The problem
Starting at the line that contains "Mark the man wearing", restate every line word for word through the end of the entries.

::::::::::

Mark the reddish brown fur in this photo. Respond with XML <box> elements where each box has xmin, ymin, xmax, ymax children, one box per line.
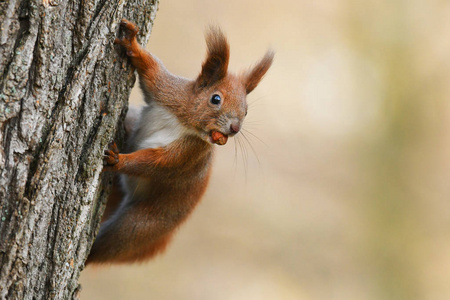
<box><xmin>196</xmin><ymin>26</ymin><xmax>230</xmax><ymax>89</ymax></box>
<box><xmin>87</xmin><ymin>19</ymin><xmax>273</xmax><ymax>265</ymax></box>
<box><xmin>87</xmin><ymin>136</ymin><xmax>212</xmax><ymax>264</ymax></box>
<box><xmin>114</xmin><ymin>21</ymin><xmax>159</xmax><ymax>83</ymax></box>
<box><xmin>243</xmin><ymin>50</ymin><xmax>275</xmax><ymax>94</ymax></box>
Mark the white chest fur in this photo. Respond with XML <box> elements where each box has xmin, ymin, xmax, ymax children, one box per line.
<box><xmin>133</xmin><ymin>101</ymin><xmax>188</xmax><ymax>150</ymax></box>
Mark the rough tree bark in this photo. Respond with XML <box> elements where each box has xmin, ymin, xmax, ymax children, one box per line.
<box><xmin>0</xmin><ymin>0</ymin><xmax>159</xmax><ymax>298</ymax></box>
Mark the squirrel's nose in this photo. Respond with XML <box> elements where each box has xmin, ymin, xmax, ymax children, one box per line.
<box><xmin>230</xmin><ymin>122</ymin><xmax>241</xmax><ymax>134</ymax></box>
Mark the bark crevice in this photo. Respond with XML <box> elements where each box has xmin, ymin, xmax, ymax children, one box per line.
<box><xmin>0</xmin><ymin>1</ymin><xmax>159</xmax><ymax>299</ymax></box>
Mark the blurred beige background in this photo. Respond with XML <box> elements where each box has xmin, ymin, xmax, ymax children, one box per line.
<box><xmin>80</xmin><ymin>1</ymin><xmax>450</xmax><ymax>299</ymax></box>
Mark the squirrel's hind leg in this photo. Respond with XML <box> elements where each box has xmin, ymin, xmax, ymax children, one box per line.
<box><xmin>87</xmin><ymin>200</ymin><xmax>173</xmax><ymax>264</ymax></box>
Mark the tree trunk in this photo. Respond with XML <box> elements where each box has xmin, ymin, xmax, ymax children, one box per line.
<box><xmin>0</xmin><ymin>0</ymin><xmax>158</xmax><ymax>298</ymax></box>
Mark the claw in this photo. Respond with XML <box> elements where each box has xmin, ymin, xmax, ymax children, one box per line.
<box><xmin>103</xmin><ymin>141</ymin><xmax>120</xmax><ymax>166</ymax></box>
<box><xmin>115</xmin><ymin>19</ymin><xmax>139</xmax><ymax>56</ymax></box>
<box><xmin>118</xmin><ymin>18</ymin><xmax>139</xmax><ymax>37</ymax></box>
<box><xmin>108</xmin><ymin>141</ymin><xmax>119</xmax><ymax>153</ymax></box>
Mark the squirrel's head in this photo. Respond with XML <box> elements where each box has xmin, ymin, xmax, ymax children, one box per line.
<box><xmin>187</xmin><ymin>26</ymin><xmax>274</xmax><ymax>145</ymax></box>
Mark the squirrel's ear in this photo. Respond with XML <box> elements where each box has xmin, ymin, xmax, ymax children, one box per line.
<box><xmin>243</xmin><ymin>50</ymin><xmax>274</xmax><ymax>94</ymax></box>
<box><xmin>196</xmin><ymin>26</ymin><xmax>230</xmax><ymax>89</ymax></box>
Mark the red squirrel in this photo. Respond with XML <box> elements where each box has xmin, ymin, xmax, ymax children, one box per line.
<box><xmin>87</xmin><ymin>19</ymin><xmax>274</xmax><ymax>264</ymax></box>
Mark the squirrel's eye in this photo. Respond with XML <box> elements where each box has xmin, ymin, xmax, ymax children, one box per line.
<box><xmin>210</xmin><ymin>94</ymin><xmax>221</xmax><ymax>105</ymax></box>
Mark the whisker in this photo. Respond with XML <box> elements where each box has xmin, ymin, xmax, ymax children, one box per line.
<box><xmin>241</xmin><ymin>120</ymin><xmax>263</xmax><ymax>127</ymax></box>
<box><xmin>240</xmin><ymin>131</ymin><xmax>261</xmax><ymax>165</ymax></box>
<box><xmin>236</xmin><ymin>135</ymin><xmax>248</xmax><ymax>179</ymax></box>
<box><xmin>247</xmin><ymin>95</ymin><xmax>267</xmax><ymax>107</ymax></box>
<box><xmin>241</xmin><ymin>128</ymin><xmax>268</xmax><ymax>148</ymax></box>
<box><xmin>233</xmin><ymin>135</ymin><xmax>238</xmax><ymax>170</ymax></box>
<box><xmin>241</xmin><ymin>135</ymin><xmax>249</xmax><ymax>178</ymax></box>
<box><xmin>131</xmin><ymin>180</ymin><xmax>141</xmax><ymax>200</ymax></box>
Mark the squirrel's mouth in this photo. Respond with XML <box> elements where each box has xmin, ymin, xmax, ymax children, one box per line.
<box><xmin>209</xmin><ymin>130</ymin><xmax>228</xmax><ymax>145</ymax></box>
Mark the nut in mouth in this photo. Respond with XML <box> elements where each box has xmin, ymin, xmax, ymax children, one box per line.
<box><xmin>210</xmin><ymin>130</ymin><xmax>228</xmax><ymax>145</ymax></box>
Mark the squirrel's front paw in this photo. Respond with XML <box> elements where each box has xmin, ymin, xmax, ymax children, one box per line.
<box><xmin>103</xmin><ymin>141</ymin><xmax>120</xmax><ymax>169</ymax></box>
<box><xmin>114</xmin><ymin>19</ymin><xmax>139</xmax><ymax>56</ymax></box>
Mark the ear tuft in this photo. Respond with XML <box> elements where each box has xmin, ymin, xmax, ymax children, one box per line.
<box><xmin>243</xmin><ymin>50</ymin><xmax>274</xmax><ymax>94</ymax></box>
<box><xmin>196</xmin><ymin>26</ymin><xmax>230</xmax><ymax>88</ymax></box>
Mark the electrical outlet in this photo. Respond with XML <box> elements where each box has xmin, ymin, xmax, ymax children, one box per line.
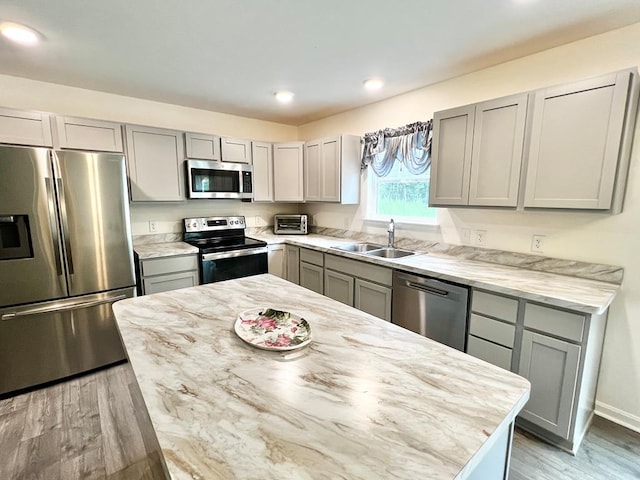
<box><xmin>149</xmin><ymin>221</ymin><xmax>158</xmax><ymax>233</ymax></box>
<box><xmin>460</xmin><ymin>228</ymin><xmax>471</xmax><ymax>244</ymax></box>
<box><xmin>475</xmin><ymin>230</ymin><xmax>487</xmax><ymax>245</ymax></box>
<box><xmin>531</xmin><ymin>234</ymin><xmax>545</xmax><ymax>253</ymax></box>
<box><xmin>255</xmin><ymin>216</ymin><xmax>265</xmax><ymax>227</ymax></box>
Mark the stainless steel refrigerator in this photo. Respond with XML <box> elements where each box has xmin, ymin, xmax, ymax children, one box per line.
<box><xmin>0</xmin><ymin>145</ymin><xmax>135</xmax><ymax>397</ymax></box>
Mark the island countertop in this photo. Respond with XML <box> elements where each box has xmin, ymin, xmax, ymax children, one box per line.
<box><xmin>113</xmin><ymin>274</ymin><xmax>530</xmax><ymax>479</ymax></box>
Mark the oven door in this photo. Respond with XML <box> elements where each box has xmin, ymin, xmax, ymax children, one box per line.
<box><xmin>201</xmin><ymin>247</ymin><xmax>268</xmax><ymax>284</ymax></box>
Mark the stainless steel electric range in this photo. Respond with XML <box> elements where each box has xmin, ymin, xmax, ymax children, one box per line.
<box><xmin>183</xmin><ymin>216</ymin><xmax>268</xmax><ymax>284</ymax></box>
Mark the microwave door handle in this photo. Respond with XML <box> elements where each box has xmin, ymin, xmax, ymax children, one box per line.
<box><xmin>45</xmin><ymin>178</ymin><xmax>64</xmax><ymax>276</ymax></box>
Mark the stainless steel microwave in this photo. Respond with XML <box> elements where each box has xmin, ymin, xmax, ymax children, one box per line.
<box><xmin>274</xmin><ymin>214</ymin><xmax>308</xmax><ymax>235</ymax></box>
<box><xmin>186</xmin><ymin>159</ymin><xmax>253</xmax><ymax>200</ymax></box>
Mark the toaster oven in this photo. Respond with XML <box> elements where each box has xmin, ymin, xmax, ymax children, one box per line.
<box><xmin>274</xmin><ymin>214</ymin><xmax>308</xmax><ymax>235</ymax></box>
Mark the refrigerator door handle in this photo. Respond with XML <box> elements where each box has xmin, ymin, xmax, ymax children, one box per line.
<box><xmin>45</xmin><ymin>177</ymin><xmax>64</xmax><ymax>276</ymax></box>
<box><xmin>1</xmin><ymin>294</ymin><xmax>127</xmax><ymax>320</ymax></box>
<box><xmin>56</xmin><ymin>177</ymin><xmax>75</xmax><ymax>275</ymax></box>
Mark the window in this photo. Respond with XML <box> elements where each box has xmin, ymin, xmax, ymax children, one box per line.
<box><xmin>361</xmin><ymin>120</ymin><xmax>437</xmax><ymax>225</ymax></box>
<box><xmin>366</xmin><ymin>161</ymin><xmax>438</xmax><ymax>224</ymax></box>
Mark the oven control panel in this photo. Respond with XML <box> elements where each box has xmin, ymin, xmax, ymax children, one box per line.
<box><xmin>184</xmin><ymin>216</ymin><xmax>245</xmax><ymax>233</ymax></box>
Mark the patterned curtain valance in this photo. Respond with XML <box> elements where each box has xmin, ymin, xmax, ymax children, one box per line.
<box><xmin>361</xmin><ymin>120</ymin><xmax>433</xmax><ymax>177</ymax></box>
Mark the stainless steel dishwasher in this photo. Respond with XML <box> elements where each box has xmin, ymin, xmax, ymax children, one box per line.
<box><xmin>392</xmin><ymin>271</ymin><xmax>469</xmax><ymax>351</ymax></box>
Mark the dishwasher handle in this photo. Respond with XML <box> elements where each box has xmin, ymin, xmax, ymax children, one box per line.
<box><xmin>405</xmin><ymin>280</ymin><xmax>449</xmax><ymax>297</ymax></box>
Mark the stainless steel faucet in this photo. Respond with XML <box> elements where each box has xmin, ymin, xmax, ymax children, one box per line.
<box><xmin>387</xmin><ymin>218</ymin><xmax>395</xmax><ymax>248</ymax></box>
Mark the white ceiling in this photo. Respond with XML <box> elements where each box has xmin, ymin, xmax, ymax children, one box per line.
<box><xmin>1</xmin><ymin>1</ymin><xmax>640</xmax><ymax>126</ymax></box>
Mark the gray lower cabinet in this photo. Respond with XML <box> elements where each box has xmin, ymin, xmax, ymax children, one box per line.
<box><xmin>299</xmin><ymin>248</ymin><xmax>324</xmax><ymax>294</ymax></box>
<box><xmin>467</xmin><ymin>290</ymin><xmax>517</xmax><ymax>370</ymax></box>
<box><xmin>285</xmin><ymin>245</ymin><xmax>300</xmax><ymax>284</ymax></box>
<box><xmin>138</xmin><ymin>254</ymin><xmax>199</xmax><ymax>295</ymax></box>
<box><xmin>518</xmin><ymin>331</ymin><xmax>581</xmax><ymax>439</ymax></box>
<box><xmin>354</xmin><ymin>278</ymin><xmax>392</xmax><ymax>321</ymax></box>
<box><xmin>300</xmin><ymin>263</ymin><xmax>324</xmax><ymax>294</ymax></box>
<box><xmin>267</xmin><ymin>244</ymin><xmax>285</xmax><ymax>278</ymax></box>
<box><xmin>324</xmin><ymin>269</ymin><xmax>354</xmax><ymax>306</ymax></box>
<box><xmin>324</xmin><ymin>254</ymin><xmax>392</xmax><ymax>321</ymax></box>
<box><xmin>466</xmin><ymin>289</ymin><xmax>608</xmax><ymax>453</ymax></box>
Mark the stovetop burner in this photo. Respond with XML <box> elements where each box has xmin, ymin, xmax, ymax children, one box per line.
<box><xmin>183</xmin><ymin>215</ymin><xmax>267</xmax><ymax>254</ymax></box>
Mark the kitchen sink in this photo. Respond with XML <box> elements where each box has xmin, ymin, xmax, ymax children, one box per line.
<box><xmin>365</xmin><ymin>248</ymin><xmax>416</xmax><ymax>259</ymax></box>
<box><xmin>332</xmin><ymin>243</ymin><xmax>384</xmax><ymax>253</ymax></box>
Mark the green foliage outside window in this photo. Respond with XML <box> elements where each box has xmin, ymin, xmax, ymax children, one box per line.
<box><xmin>376</xmin><ymin>180</ymin><xmax>436</xmax><ymax>219</ymax></box>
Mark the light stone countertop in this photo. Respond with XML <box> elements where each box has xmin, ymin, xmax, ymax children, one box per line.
<box><xmin>134</xmin><ymin>241</ymin><xmax>199</xmax><ymax>259</ymax></box>
<box><xmin>113</xmin><ymin>274</ymin><xmax>531</xmax><ymax>480</ymax></box>
<box><xmin>132</xmin><ymin>233</ymin><xmax>619</xmax><ymax>314</ymax></box>
<box><xmin>252</xmin><ymin>233</ymin><xmax>619</xmax><ymax>315</ymax></box>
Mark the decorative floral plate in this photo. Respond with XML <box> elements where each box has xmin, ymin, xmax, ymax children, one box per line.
<box><xmin>234</xmin><ymin>307</ymin><xmax>311</xmax><ymax>351</ymax></box>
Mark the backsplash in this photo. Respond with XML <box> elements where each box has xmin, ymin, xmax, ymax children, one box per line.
<box><xmin>132</xmin><ymin>227</ymin><xmax>623</xmax><ymax>285</ymax></box>
<box><xmin>310</xmin><ymin>226</ymin><xmax>624</xmax><ymax>285</ymax></box>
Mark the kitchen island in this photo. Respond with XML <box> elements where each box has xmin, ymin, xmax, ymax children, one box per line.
<box><xmin>112</xmin><ymin>274</ymin><xmax>530</xmax><ymax>479</ymax></box>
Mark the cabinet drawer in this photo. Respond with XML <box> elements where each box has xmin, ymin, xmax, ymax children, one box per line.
<box><xmin>469</xmin><ymin>314</ymin><xmax>515</xmax><ymax>348</ymax></box>
<box><xmin>300</xmin><ymin>248</ymin><xmax>324</xmax><ymax>267</ymax></box>
<box><xmin>143</xmin><ymin>271</ymin><xmax>198</xmax><ymax>295</ymax></box>
<box><xmin>324</xmin><ymin>254</ymin><xmax>392</xmax><ymax>286</ymax></box>
<box><xmin>467</xmin><ymin>336</ymin><xmax>513</xmax><ymax>371</ymax></box>
<box><xmin>471</xmin><ymin>290</ymin><xmax>518</xmax><ymax>322</ymax></box>
<box><xmin>524</xmin><ymin>303</ymin><xmax>585</xmax><ymax>342</ymax></box>
<box><xmin>141</xmin><ymin>255</ymin><xmax>198</xmax><ymax>277</ymax></box>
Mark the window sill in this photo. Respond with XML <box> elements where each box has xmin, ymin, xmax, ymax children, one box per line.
<box><xmin>363</xmin><ymin>215</ymin><xmax>440</xmax><ymax>228</ymax></box>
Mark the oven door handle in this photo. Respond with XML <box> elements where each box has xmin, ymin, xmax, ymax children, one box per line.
<box><xmin>202</xmin><ymin>246</ymin><xmax>268</xmax><ymax>262</ymax></box>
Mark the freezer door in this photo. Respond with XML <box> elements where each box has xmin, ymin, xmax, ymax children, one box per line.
<box><xmin>54</xmin><ymin>151</ymin><xmax>135</xmax><ymax>296</ymax></box>
<box><xmin>0</xmin><ymin>289</ymin><xmax>130</xmax><ymax>397</ymax></box>
<box><xmin>0</xmin><ymin>146</ymin><xmax>68</xmax><ymax>306</ymax></box>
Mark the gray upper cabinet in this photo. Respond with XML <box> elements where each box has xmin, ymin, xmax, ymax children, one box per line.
<box><xmin>221</xmin><ymin>137</ymin><xmax>252</xmax><ymax>164</ymax></box>
<box><xmin>0</xmin><ymin>107</ymin><xmax>53</xmax><ymax>147</ymax></box>
<box><xmin>184</xmin><ymin>132</ymin><xmax>221</xmax><ymax>161</ymax></box>
<box><xmin>125</xmin><ymin>124</ymin><xmax>185</xmax><ymax>202</ymax></box>
<box><xmin>273</xmin><ymin>142</ymin><xmax>305</xmax><ymax>202</ymax></box>
<box><xmin>430</xmin><ymin>105</ymin><xmax>475</xmax><ymax>206</ymax></box>
<box><xmin>524</xmin><ymin>69</ymin><xmax>639</xmax><ymax>213</ymax></box>
<box><xmin>430</xmin><ymin>94</ymin><xmax>528</xmax><ymax>207</ymax></box>
<box><xmin>252</xmin><ymin>141</ymin><xmax>274</xmax><ymax>202</ymax></box>
<box><xmin>469</xmin><ymin>95</ymin><xmax>528</xmax><ymax>206</ymax></box>
<box><xmin>53</xmin><ymin>116</ymin><xmax>124</xmax><ymax>152</ymax></box>
<box><xmin>304</xmin><ymin>135</ymin><xmax>361</xmax><ymax>204</ymax></box>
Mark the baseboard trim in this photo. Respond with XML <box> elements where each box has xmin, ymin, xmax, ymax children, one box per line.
<box><xmin>595</xmin><ymin>401</ymin><xmax>640</xmax><ymax>434</ymax></box>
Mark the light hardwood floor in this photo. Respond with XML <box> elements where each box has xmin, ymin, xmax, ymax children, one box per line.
<box><xmin>0</xmin><ymin>363</ymin><xmax>638</xmax><ymax>479</ymax></box>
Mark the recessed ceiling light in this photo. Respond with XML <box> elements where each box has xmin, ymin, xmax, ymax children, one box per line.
<box><xmin>363</xmin><ymin>78</ymin><xmax>384</xmax><ymax>90</ymax></box>
<box><xmin>275</xmin><ymin>91</ymin><xmax>294</xmax><ymax>104</ymax></box>
<box><xmin>0</xmin><ymin>22</ymin><xmax>40</xmax><ymax>46</ymax></box>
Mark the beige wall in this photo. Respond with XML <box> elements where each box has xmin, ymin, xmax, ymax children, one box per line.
<box><xmin>1</xmin><ymin>22</ymin><xmax>639</xmax><ymax>429</ymax></box>
<box><xmin>0</xmin><ymin>74</ymin><xmax>300</xmax><ymax>233</ymax></box>
<box><xmin>299</xmin><ymin>23</ymin><xmax>640</xmax><ymax>429</ymax></box>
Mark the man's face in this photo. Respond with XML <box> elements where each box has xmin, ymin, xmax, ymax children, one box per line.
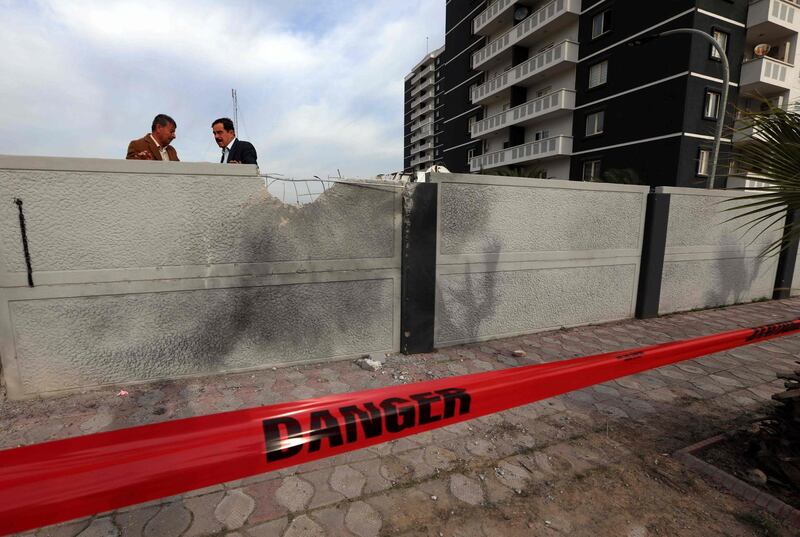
<box><xmin>213</xmin><ymin>123</ymin><xmax>236</xmax><ymax>148</ymax></box>
<box><xmin>153</xmin><ymin>123</ymin><xmax>176</xmax><ymax>146</ymax></box>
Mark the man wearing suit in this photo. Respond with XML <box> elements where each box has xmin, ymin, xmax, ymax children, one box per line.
<box><xmin>126</xmin><ymin>114</ymin><xmax>179</xmax><ymax>161</ymax></box>
<box><xmin>212</xmin><ymin>117</ymin><xmax>258</xmax><ymax>165</ymax></box>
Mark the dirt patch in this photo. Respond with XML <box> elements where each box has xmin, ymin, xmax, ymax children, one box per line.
<box><xmin>697</xmin><ymin>429</ymin><xmax>800</xmax><ymax>510</ymax></box>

::::::::::

Output for this exercise
Mark the man wearing suit in this photo. Respond with XML <box> elements where each box has xmin, ymin, xmax, ymax children, one box per line.
<box><xmin>126</xmin><ymin>114</ymin><xmax>179</xmax><ymax>161</ymax></box>
<box><xmin>212</xmin><ymin>117</ymin><xmax>258</xmax><ymax>165</ymax></box>
Mark the dirt patch in this photo. Respond with XML <box> elements where each box has xmin, ymin, xmax, ymax children, one box per line.
<box><xmin>697</xmin><ymin>429</ymin><xmax>800</xmax><ymax>510</ymax></box>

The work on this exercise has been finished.